Exercise brief =>
Your reply must consist of the data below, reproduced character for character.
:::
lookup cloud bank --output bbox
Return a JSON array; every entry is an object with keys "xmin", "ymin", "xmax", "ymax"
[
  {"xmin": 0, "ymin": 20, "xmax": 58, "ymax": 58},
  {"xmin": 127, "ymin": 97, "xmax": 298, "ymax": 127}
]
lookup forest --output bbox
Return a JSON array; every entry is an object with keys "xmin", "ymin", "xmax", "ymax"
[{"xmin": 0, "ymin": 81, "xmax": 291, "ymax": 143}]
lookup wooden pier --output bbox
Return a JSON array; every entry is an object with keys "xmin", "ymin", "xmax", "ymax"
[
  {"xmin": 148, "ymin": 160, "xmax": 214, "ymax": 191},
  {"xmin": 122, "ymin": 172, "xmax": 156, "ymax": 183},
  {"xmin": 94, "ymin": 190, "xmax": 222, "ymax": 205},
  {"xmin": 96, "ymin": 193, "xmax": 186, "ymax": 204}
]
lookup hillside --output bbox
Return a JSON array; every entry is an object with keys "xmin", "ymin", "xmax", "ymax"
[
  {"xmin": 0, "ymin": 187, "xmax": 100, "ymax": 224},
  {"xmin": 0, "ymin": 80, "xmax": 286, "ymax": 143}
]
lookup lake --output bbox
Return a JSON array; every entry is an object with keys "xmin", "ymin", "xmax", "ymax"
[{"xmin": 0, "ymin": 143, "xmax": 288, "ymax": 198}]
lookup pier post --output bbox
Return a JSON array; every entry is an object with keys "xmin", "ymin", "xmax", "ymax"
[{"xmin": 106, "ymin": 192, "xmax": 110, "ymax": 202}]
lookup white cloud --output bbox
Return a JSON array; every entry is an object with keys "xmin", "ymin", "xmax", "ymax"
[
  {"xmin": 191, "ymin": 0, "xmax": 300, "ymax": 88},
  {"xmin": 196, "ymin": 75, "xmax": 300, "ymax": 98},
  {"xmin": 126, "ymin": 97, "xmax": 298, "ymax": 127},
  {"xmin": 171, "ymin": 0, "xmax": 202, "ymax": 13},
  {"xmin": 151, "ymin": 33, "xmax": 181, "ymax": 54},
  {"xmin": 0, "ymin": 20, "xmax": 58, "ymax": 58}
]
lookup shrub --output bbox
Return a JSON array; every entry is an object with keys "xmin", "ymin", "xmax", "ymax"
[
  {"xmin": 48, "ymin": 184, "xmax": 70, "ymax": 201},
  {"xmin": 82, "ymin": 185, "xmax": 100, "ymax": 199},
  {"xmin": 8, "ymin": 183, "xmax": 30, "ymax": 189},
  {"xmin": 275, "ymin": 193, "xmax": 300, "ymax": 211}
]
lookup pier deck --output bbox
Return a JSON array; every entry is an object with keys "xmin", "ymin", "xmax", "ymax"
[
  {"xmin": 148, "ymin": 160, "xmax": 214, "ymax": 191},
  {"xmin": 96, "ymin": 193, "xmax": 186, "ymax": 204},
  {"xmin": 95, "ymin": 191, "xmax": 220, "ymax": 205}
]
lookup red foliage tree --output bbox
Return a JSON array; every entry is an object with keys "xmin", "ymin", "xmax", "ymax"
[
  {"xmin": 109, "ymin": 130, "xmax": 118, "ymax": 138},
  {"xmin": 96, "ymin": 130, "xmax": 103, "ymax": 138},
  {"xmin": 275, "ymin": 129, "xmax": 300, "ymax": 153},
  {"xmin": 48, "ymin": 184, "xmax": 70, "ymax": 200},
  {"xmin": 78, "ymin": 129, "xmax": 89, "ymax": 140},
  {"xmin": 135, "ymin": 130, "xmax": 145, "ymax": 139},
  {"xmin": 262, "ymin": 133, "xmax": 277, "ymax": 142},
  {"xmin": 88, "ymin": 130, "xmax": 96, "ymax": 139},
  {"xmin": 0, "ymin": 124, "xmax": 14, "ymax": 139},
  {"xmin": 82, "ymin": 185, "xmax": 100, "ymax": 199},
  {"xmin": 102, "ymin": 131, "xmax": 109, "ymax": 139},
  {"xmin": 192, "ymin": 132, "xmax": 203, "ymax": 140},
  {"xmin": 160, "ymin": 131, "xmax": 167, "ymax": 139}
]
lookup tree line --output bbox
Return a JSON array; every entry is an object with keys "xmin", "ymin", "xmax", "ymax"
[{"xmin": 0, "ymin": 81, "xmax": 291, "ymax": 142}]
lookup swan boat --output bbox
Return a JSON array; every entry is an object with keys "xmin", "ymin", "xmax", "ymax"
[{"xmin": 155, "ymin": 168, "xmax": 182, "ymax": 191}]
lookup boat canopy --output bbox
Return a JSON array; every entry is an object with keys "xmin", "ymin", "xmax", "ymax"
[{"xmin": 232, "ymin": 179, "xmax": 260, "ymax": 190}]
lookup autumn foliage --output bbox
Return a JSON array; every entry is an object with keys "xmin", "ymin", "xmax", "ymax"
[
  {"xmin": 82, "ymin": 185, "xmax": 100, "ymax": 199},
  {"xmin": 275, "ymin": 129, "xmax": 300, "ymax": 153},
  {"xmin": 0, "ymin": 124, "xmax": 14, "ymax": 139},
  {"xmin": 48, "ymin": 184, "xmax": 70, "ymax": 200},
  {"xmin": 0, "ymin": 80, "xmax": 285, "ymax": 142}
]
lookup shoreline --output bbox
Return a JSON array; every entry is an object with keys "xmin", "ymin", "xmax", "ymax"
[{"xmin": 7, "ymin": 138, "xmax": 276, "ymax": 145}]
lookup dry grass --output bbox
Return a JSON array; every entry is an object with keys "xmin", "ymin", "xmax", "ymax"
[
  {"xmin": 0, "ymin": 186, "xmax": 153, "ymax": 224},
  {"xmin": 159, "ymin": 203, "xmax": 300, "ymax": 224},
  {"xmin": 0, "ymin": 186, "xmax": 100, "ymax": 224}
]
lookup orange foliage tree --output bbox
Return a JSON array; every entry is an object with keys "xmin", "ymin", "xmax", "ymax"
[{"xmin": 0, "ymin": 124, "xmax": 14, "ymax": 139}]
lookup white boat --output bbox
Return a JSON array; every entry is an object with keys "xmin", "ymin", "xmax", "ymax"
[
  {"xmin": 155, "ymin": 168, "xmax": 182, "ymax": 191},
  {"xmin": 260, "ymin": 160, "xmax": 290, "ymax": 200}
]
:::
Completed task =>
lookup cloud bank --output bbox
Return a JSON array; every entry is an object with keys "xmin", "ymin", "xmax", "ymax"
[
  {"xmin": 0, "ymin": 20, "xmax": 58, "ymax": 58},
  {"xmin": 127, "ymin": 97, "xmax": 298, "ymax": 127}
]
lookup forest --output bbox
Return a JSON array; every entry is an object with keys "xmin", "ymin", "xmax", "ymax"
[{"xmin": 0, "ymin": 81, "xmax": 291, "ymax": 143}]
lookup wooden pier --output bbox
Return a JSON array; every entry is an object with keys "xmin", "ymin", "xmax", "ymax"
[
  {"xmin": 148, "ymin": 160, "xmax": 214, "ymax": 191},
  {"xmin": 122, "ymin": 172, "xmax": 156, "ymax": 183},
  {"xmin": 94, "ymin": 190, "xmax": 222, "ymax": 205},
  {"xmin": 96, "ymin": 193, "xmax": 186, "ymax": 204}
]
lookup hillside --output bbox
Return a JSON array; every entry is an object with keys "xmin", "ymin", "xmax", "ymax"
[
  {"xmin": 0, "ymin": 187, "xmax": 100, "ymax": 224},
  {"xmin": 0, "ymin": 80, "xmax": 286, "ymax": 143}
]
lookup lake --output bbox
Return a JSON array; every entry is an object with keys "xmin", "ymin", "xmax", "ymax"
[{"xmin": 0, "ymin": 143, "xmax": 288, "ymax": 198}]
lookup pier post --output bbox
Return a JSON array; every entry is an object with keys "xmin", "ymin", "xmax", "ymax"
[{"xmin": 106, "ymin": 192, "xmax": 110, "ymax": 202}]
lookup white cloud --output bbox
Return a JSON array; every entry is an object with keys "xmin", "ymin", "xmax", "ymax"
[
  {"xmin": 191, "ymin": 0, "xmax": 300, "ymax": 88},
  {"xmin": 196, "ymin": 75, "xmax": 300, "ymax": 98},
  {"xmin": 126, "ymin": 97, "xmax": 298, "ymax": 127},
  {"xmin": 171, "ymin": 0, "xmax": 202, "ymax": 13},
  {"xmin": 151, "ymin": 33, "xmax": 181, "ymax": 54},
  {"xmin": 0, "ymin": 20, "xmax": 58, "ymax": 58}
]
lookup shrub --output bbox
Return a JSON array; every entry is an object with keys "xmin", "ymin", "xmax", "ymax"
[
  {"xmin": 48, "ymin": 184, "xmax": 70, "ymax": 201},
  {"xmin": 82, "ymin": 185, "xmax": 100, "ymax": 199},
  {"xmin": 8, "ymin": 183, "xmax": 30, "ymax": 189},
  {"xmin": 275, "ymin": 193, "xmax": 300, "ymax": 211}
]
lookup pier deck --output bbox
Return a JSON array; every entry is an object with keys "xmin", "ymin", "xmax", "ymax"
[
  {"xmin": 148, "ymin": 160, "xmax": 214, "ymax": 191},
  {"xmin": 96, "ymin": 193, "xmax": 186, "ymax": 204},
  {"xmin": 95, "ymin": 191, "xmax": 220, "ymax": 205}
]
lookup red foliage tree --output bbox
Return a JSON array; every entry is an object with keys "xmin", "ymin", "xmax", "ymax"
[
  {"xmin": 109, "ymin": 130, "xmax": 118, "ymax": 138},
  {"xmin": 96, "ymin": 130, "xmax": 103, "ymax": 138},
  {"xmin": 275, "ymin": 129, "xmax": 300, "ymax": 153},
  {"xmin": 48, "ymin": 184, "xmax": 70, "ymax": 200},
  {"xmin": 78, "ymin": 129, "xmax": 89, "ymax": 140},
  {"xmin": 135, "ymin": 130, "xmax": 145, "ymax": 139},
  {"xmin": 262, "ymin": 133, "xmax": 277, "ymax": 142},
  {"xmin": 88, "ymin": 130, "xmax": 96, "ymax": 139},
  {"xmin": 0, "ymin": 124, "xmax": 14, "ymax": 139},
  {"xmin": 82, "ymin": 185, "xmax": 100, "ymax": 199},
  {"xmin": 102, "ymin": 131, "xmax": 109, "ymax": 139},
  {"xmin": 192, "ymin": 132, "xmax": 203, "ymax": 140},
  {"xmin": 160, "ymin": 131, "xmax": 167, "ymax": 139}
]
lookup tree line --output bbox
Return a JSON array; every entry is an object with keys "xmin", "ymin", "xmax", "ymax"
[{"xmin": 0, "ymin": 81, "xmax": 291, "ymax": 142}]
lookup swan boat --output bbox
Return a JSON array; every entry is an object with keys "xmin", "ymin", "xmax", "ymax"
[{"xmin": 155, "ymin": 168, "xmax": 182, "ymax": 191}]
lookup boat canopy --output bbox
Return a JSON array; every entry is an object with keys "xmin", "ymin", "xmax", "ymax"
[{"xmin": 232, "ymin": 179, "xmax": 260, "ymax": 190}]
lookup autumn foliage --output bbox
Return a JSON array; every entry is an object with keys "xmin", "ymin", "xmax", "ymax"
[
  {"xmin": 82, "ymin": 185, "xmax": 100, "ymax": 199},
  {"xmin": 275, "ymin": 129, "xmax": 300, "ymax": 153},
  {"xmin": 0, "ymin": 124, "xmax": 14, "ymax": 139},
  {"xmin": 48, "ymin": 184, "xmax": 70, "ymax": 200},
  {"xmin": 0, "ymin": 80, "xmax": 285, "ymax": 142}
]
lookup shoreline --output bbox
Return a JSON array; every entry is an object with keys "xmin", "ymin", "xmax", "ymax"
[{"xmin": 7, "ymin": 138, "xmax": 276, "ymax": 145}]
lookup dry grass --output bbox
Return a JSON array; every entry is an object with keys "xmin", "ymin", "xmax", "ymax"
[
  {"xmin": 0, "ymin": 186, "xmax": 153, "ymax": 224},
  {"xmin": 159, "ymin": 203, "xmax": 300, "ymax": 224},
  {"xmin": 0, "ymin": 186, "xmax": 100, "ymax": 224}
]
lookup orange foliage tree --output bbox
Return a JSON array; every entry is an object with keys "xmin", "ymin", "xmax", "ymax"
[{"xmin": 0, "ymin": 124, "xmax": 14, "ymax": 139}]
lookup white boat --output bbox
Return a JSON array; every entry is an object with keys "xmin", "ymin", "xmax", "ymax"
[
  {"xmin": 155, "ymin": 168, "xmax": 182, "ymax": 191},
  {"xmin": 260, "ymin": 160, "xmax": 290, "ymax": 200}
]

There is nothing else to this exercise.